### Instruções do exercício
1. Transcreva literalmente o trecho do artigo sobre documentários de música brasileira compreendido entre "Música brasileira invade" e "mas no cinema.", inclusive.
2. No artigo sobre documentários de música brasileira, quem é o diretor do filme Loki?

### Artigo
Música brasileira invade a telona
Se você quiser saber mais sobre Arnaldo Baptista, Bezerra da Silva, Paulo Vanzolini, Herbert Vianna, Simonal e Titãs – e ao mesmo tempo entender fragmentos da nossa história –, talvez não encontre nos livros, mas no cinema.
Por Tom Cardoso, em Revista do Brasil
Publicado 09/09/2009 18:28
Há uma febre de documentários sobre música brasileira. Nada de roteiros preguiçosos, com longos depoimentos, intercalando imagens de shows e videoclipes. Os diretores têm feito cinejornalismo de primeira linha.
“Uma vez eu vi uma declaração do produtor Roberto Evan em que ele dizia: ‘Uma verdade tem sempre três lados, o meu, o seu e o que realmente aconteceu’”, diz Paulo Fontenelle, diretor de Loki, filme que faz justiça a Arnaldo Baptista, o ex-Mutante, um dos nomes mais importantes do rock brasileiro. “Acho que a função do documentário é justamente mostrar esses diferentes pontos de vista sem julgamento. Somente ouvindo todos os lados o espectador poderá concluir sobre o objeto retratado”, completa.
“Apareceu a Margarida!” é a expressão usada por Lucinha Barbosa, mulher e figura fundamental na recuperação de Arnaldo, para saudar a exibição de Loki. “O Arnaldo sempre foi desprezado pela mídia. Inventaram um personagem, um estereótipo: o homem recluso, o excêntrico, o ermitão. Pergunte para o pessoal do Canal Brasil (canal de TV pago responsável pela produção do longa) se houve algum tipo de dificuldade em encontrá-lo aqui no sítio em Juiz de Fora?”, indaga Lucinha.

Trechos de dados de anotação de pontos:

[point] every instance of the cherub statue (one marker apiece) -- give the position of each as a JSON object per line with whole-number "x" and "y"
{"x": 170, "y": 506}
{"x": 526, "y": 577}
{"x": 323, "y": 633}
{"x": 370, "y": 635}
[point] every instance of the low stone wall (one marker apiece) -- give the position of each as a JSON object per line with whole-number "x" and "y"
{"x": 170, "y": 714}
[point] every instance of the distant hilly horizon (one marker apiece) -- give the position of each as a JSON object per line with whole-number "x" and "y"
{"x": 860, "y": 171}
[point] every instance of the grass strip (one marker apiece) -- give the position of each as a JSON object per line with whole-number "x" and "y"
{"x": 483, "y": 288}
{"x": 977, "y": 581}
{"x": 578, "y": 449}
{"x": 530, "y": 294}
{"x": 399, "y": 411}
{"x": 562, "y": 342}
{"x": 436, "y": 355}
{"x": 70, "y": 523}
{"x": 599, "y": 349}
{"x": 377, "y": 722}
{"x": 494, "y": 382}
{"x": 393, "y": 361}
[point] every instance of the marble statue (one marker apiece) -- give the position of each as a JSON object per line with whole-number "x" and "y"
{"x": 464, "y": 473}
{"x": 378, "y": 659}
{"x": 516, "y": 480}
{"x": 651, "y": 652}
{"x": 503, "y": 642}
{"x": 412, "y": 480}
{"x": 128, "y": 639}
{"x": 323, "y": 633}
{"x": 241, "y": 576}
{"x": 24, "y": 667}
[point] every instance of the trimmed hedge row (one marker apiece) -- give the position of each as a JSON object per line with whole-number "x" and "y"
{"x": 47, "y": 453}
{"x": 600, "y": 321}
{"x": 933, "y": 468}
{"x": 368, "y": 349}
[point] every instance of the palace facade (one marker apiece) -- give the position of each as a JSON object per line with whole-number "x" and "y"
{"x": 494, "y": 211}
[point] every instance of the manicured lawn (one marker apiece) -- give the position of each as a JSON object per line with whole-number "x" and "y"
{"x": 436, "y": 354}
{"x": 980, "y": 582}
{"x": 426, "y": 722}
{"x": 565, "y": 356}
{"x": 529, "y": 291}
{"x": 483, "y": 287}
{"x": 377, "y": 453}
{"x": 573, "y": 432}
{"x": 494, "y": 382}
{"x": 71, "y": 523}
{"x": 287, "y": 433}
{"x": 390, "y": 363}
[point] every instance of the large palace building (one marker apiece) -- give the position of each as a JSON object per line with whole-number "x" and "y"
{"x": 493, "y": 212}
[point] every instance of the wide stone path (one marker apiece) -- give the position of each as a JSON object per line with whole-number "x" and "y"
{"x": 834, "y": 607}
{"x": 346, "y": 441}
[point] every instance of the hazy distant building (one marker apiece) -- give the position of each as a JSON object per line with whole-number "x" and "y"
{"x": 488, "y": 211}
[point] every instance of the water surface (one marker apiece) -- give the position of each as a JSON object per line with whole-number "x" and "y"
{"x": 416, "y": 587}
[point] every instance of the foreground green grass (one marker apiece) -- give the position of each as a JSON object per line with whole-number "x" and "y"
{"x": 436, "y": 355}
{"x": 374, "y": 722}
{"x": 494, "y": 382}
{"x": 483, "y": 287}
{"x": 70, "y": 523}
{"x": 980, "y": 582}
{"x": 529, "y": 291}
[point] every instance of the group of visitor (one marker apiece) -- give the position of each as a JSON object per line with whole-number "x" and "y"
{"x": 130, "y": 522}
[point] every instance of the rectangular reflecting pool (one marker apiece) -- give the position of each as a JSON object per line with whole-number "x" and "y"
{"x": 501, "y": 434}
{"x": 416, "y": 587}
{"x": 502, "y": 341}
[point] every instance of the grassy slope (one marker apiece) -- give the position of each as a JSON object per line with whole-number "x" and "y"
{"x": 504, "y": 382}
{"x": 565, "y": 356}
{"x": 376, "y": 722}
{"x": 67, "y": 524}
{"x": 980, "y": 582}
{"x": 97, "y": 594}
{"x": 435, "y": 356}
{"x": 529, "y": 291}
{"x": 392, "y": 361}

### Gabarito
1.
Música brasileira invade a telona
Se você quiser saber mais sobre Arnaldo Baptista, Bezerra da Silva, Paulo Vanzolini, Herbert Vianna, Simonal e Titãs – e ao mesmo tempo entender fragmentos da nossa história –, talvez não encontre nos livros, mas no cinema.

2. Paulo Fontenelle.